▸ Problem set:
A - In the text on the distributed speech-to-text system, where is the transcription language for a file defined?
B - List every file format that the text on the distributed speech-to-text system mentions.
C - Extend the text on the distributed speech-to-text system, picking up after its final sentence.

▸ Document:
Distributed Batch Speech-to-Text (STT) System

This project provides a distributed batch audio transcription system using whisper.cpp for fast, local speech-to-text. It consists of a client (audio processor/uploader) and a server (task distributor/collector). The system is designed for Linux (Fedora recommended), but can be adapted for Mac and Windows.

How it works

The server has access to a directory holding mp3 files and exposes 3 endpoints. The first endpoint when queried by the client finds an mp3 file without an accompanying vtt file. The language to be used for transcription is defined in the accompanying json file under sql_params/language (two letter ISO code). The client then transcodes the mp3 file into wav and runs inference via whisper.cpp. The client doesn't know the original filename, only a unique ID is provided whereby the job is tracked by the server in a .txt file (simple database). When the client is done processing, or encounters an error, it needs to send a POST request to one of the other endpoints, containing the ID of the job, and the server removes it from the db. The client writes all performed jobs to a csv file with some basic data that can be used to generate statistics for the client.

▸ Recorded information:
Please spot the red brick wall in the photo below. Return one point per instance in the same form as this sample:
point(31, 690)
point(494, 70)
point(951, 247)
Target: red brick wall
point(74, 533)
--
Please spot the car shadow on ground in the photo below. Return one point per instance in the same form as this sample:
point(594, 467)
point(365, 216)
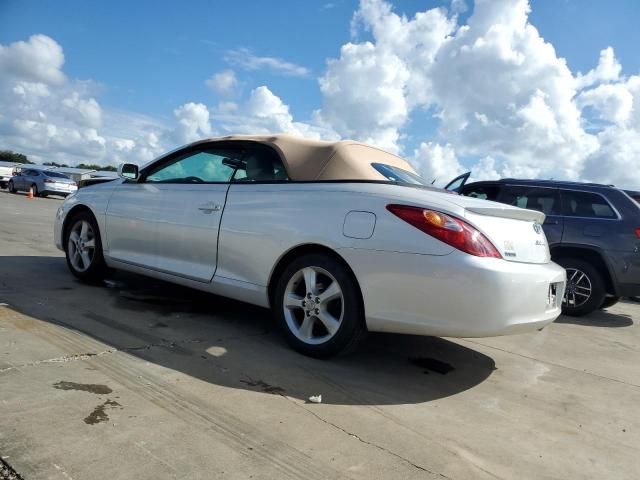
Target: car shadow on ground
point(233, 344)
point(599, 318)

▸ Answers:
A - In the accompanying json file under sql_params/language, as a two-letter ISO code.

B - mp3, vtt, json, wav, txt, csv

C -
1. Client Setup

The client downloads audio tasks from the server, transcribes them using whisper.cpp, and uploads the results. It is intended to run on Linux (Fedora), but can be used on Mac and Windows with some manual steps.

Requirements

Python 3.8+
ffmpeg (must be installed and available in your system PATH)
requests Python package (pip install requests)
whisper.cpp binary (see below)

Configuration

Copy .env.example to .env and edit the values for your server and credentials:

cp client/.env.example client/.env
# Edit client/.env as needed

The client supports cron scheduling. The ENV variable CRON can be set to a cron schedule that denotes a start time. THe variable PROCESSING_HOURS is a value in hours that denotes for how long the client will be transcriing for since starting.

A. Linux (Fedora recommended)

Recommended: Use Fedora via Distrobox (if not on Fedora)

If you are not running Fedora, you can use Distrobox to create a Fedora container for a clean build environment.

Automatic Setup (Fedora)

Run the provided script to install dependencies and build whisper.cpp:

cd client/whisper
chmod +x build-linux_fedora.sh
./build-linux_fedora.sh

Follow the prompts to select your backend (default: CPU). The script will build whisper.cpp and download the required model.

The resulting binary will be at:

client/whisper/whisper.cpp/build/bin/whisper-cli

Manual Setup

If you prefer, follow the whisper.cpp instructions to build manually.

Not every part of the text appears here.